Format the lines below as a Markdown table with the columns "Row" and "Line," giving each line its own numbered row and leaving out any blank lines.
## Begin EXTRACTED ENTRIES
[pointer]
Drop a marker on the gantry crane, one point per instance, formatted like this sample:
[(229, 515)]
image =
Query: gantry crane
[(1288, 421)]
## End EXTRACTED ENTRIES
FINAL ANSWER:
| Row | Line |
|---|---|
| 1 | [pointer] |
| 2 | Drop a marker on the gantry crane, one point per instance, formatted like this sample: |
| 3 | [(229, 515)] |
| 4 | image = |
| 5 | Query: gantry crane |
| 6 | [(1288, 421)] |